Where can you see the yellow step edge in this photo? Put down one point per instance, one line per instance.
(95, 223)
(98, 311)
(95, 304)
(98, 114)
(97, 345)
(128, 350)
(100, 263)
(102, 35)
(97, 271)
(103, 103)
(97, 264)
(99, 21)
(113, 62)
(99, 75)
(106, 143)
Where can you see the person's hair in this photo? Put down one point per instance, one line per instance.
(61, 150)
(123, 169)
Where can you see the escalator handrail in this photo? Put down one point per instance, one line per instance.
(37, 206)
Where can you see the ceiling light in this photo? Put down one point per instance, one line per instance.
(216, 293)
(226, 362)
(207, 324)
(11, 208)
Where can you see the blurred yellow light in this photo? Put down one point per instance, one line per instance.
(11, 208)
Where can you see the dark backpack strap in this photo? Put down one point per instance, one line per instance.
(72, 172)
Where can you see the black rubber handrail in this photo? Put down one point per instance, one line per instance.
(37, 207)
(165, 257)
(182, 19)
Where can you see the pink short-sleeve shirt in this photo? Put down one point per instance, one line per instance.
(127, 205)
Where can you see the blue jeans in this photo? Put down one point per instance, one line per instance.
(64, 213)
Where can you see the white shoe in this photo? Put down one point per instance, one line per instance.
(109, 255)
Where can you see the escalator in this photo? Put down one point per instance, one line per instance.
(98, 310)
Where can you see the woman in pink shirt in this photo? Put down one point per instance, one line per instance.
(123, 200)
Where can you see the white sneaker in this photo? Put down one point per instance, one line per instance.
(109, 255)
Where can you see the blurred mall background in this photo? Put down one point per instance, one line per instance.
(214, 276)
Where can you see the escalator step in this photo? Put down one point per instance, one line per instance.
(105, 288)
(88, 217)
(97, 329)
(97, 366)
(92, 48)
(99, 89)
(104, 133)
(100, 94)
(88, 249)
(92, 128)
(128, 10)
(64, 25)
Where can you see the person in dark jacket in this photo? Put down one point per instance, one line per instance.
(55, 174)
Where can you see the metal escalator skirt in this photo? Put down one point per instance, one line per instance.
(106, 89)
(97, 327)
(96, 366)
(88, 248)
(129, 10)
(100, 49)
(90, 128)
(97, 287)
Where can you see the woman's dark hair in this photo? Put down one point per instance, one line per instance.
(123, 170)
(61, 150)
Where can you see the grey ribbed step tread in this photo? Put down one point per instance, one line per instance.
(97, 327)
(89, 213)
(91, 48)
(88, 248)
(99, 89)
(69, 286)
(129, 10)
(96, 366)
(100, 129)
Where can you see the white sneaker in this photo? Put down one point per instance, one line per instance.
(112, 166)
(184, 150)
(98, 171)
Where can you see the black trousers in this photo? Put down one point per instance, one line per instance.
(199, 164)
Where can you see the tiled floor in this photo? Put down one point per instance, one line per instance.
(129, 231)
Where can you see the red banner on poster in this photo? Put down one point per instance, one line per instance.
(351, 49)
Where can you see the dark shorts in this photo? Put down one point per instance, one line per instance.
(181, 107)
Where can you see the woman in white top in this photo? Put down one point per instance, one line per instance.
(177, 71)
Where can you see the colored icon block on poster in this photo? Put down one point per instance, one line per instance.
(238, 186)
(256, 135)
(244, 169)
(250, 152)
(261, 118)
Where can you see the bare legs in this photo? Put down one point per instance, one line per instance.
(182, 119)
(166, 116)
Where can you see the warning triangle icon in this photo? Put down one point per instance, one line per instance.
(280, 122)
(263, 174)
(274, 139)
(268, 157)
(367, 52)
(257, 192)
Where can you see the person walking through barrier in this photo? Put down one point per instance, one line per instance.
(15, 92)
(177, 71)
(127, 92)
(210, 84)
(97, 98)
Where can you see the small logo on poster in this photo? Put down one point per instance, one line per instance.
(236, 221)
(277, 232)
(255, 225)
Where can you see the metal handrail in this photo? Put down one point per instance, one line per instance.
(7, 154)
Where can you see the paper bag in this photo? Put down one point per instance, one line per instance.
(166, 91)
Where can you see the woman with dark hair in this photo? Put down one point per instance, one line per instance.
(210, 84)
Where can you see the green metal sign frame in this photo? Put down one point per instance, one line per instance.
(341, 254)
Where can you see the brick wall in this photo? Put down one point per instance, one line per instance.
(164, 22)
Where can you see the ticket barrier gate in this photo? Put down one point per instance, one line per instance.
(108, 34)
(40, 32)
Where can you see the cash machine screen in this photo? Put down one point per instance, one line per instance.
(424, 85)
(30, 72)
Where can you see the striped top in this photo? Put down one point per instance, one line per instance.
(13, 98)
--------------------
What is required
Exactly the lines from the one containing "Where can you see the paper" through the final line of the records above are needed, copied word for word.

Solution
Where can you see the paper bag in this photo? Put down one point per instance, one line per instance.
(166, 91)
Where can you see the woman with dark hair in this photo? Put down one point per instance, one line per instance.
(210, 84)
Where can you see the green metal sign frame in this photo? Put down one point per instance, one line per instance.
(341, 254)
Where can you see the brick wall in this photo? Put down one point per instance, one line per instance.
(164, 22)
Where can you see the ticket barrier gate in this photo? Put down one point per instance, one line per instance.
(108, 34)
(40, 32)
Where can you see the cash machine screen in this photo? Put down one point per instance, one line per instance.
(424, 85)
(30, 72)
Where can you see the striped top in this photo? Put down one point per instance, one line per instance.
(13, 98)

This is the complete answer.